• **Work order 1**
What existing code base is the Retrieval-Augmented Decision Transformer repository page built on?
• **Work order 2**
In the Retrieval-Augmented Decision Transformer repository page, rewrite the part from "This repository contains" to "in this repository?", swapping "source code" for "implementation".
• **Work order 3**
Please carry on the Retrieval-Augmented Decision Transformer repository page past its last line.

Home

Awesome

Retrieval-Augmented Decision Transformer: External Memory for In-context RL

arXiv License: MIT

Thomas Schmied<sup>1</sup>, Fabian Paischer<sup>1</sup>, Vihang Patil<sup>1</sup>, Markus Hofmarcher<sup>2</sup>, Razvan Pascanu<sup>3,4</sup>, Sepp Hochreiter<sup>1,5</sup>

<sup>1</sup>ELLIS Unit Linz and LIT AI Lab, Institute for Machine Learning, JKU Linz, Austria
<sup>2</sup>Extensity AI, <sup>3</sup>Google DeepMind, <sup>4</sup>UCL, <sup>5</sup>NXAI

This repository contains the source code for "Retrieval-Augmented Decision Transformer: External Memory for In-context RL". The paper is available on ArXiv.

Retrieval-Augmented Decision Transformer

Overview

This code-based is built on L2M and relies on open-source frameworks, including:

What is in this repository?

.
├── configs                    # Contains all .yaml config files for Hydra to configure agents, envs, etc.
│   ├── agent_params            
│   ├── wandb_callback_params
│   ├── env_params
│   ├── eval_params
│   ├── run_params
│   └── config.yaml            # Main config file for Hydra - specifies log/data/model directories.
├── continual_world            # Submodule for Continual-World.

• **Data section**
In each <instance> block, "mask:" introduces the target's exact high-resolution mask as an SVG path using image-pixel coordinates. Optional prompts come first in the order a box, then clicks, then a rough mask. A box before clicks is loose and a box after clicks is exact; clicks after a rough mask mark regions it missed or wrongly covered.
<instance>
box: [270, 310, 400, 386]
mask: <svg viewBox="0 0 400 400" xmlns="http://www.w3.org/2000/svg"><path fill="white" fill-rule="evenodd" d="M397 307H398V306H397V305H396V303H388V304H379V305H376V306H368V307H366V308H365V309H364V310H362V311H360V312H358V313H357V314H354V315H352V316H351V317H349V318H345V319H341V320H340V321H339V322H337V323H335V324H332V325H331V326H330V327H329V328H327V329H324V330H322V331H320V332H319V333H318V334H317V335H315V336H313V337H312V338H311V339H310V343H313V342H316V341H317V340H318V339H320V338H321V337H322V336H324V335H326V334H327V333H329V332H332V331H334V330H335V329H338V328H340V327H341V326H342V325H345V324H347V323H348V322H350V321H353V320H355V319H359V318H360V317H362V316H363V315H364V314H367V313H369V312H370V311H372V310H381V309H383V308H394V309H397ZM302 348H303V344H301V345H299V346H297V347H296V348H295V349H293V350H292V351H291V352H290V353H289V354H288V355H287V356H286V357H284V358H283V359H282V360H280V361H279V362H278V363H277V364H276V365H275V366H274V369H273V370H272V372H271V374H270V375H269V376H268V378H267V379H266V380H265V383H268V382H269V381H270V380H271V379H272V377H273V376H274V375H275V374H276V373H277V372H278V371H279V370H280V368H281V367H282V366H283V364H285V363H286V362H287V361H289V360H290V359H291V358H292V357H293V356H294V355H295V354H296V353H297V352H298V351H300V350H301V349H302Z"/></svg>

• **Expected answer 1**
L2M

• **Expected answer 2**
This repository contains the implementation for "Retrieval-Augmented Decision Transformer: External Memory for In-context RL". The paper is available on ArXiv.

Retrieval-Augmented Decision Transformer

Overview

This code-based is built on L2M and relies on open-source frameworks, including:

What is in this repository?

• **Expected answer 3**
├── dmc2gym_custom             # Custom wrapper for DMControl.
├── figures             
├── src                        # Main source directory.
│   ├── algos                  # Contains agent/model/prompt classes.
│   ├── augmentations          # Image augmentations.
│   ├── buffers                # Contains replay trajectory buffers.
│   ├── callbacks              # Contains callbacks for training (e.g., WandB, evaluation, etc.).
│   ├── data                   # Contains data utilities.
│   ├── envs                   # Contains functionality for creating environments.
│   ├── exploration            # Contains exploration strategies.
│   ├── optimizers             # Contains optimizers.
│   ├── schedulers             # Contains learning rate schedulers.
│   ├── tokenizers_custom      # Contains custom tokenizers for discretizing states/actions.
│   ├── utils                  
│   └── __init__.py
├── LICENSE
├── README.md
├── environment.yaml
├── requirements.txt
├── precompute_img_embeds.py   # Script for pre-computing image embeddings.
├── evaluate.py                # Entry point for evaluating agents.
└── main.py                    # Entry point for training agents.

Installation

Environment configuration and dependencies are available in environment.yaml and requirements.txt.

First, create the conda environment.

conda env create -f environment.yaml
conda activate radt

Then install the remaining requirements (with MuJoCo already downloaded, if not see here):

pip install -r requirements.txt

Init the continualworld submodule and install:

git submodule init
git submodule update
cd continual_world
pip install .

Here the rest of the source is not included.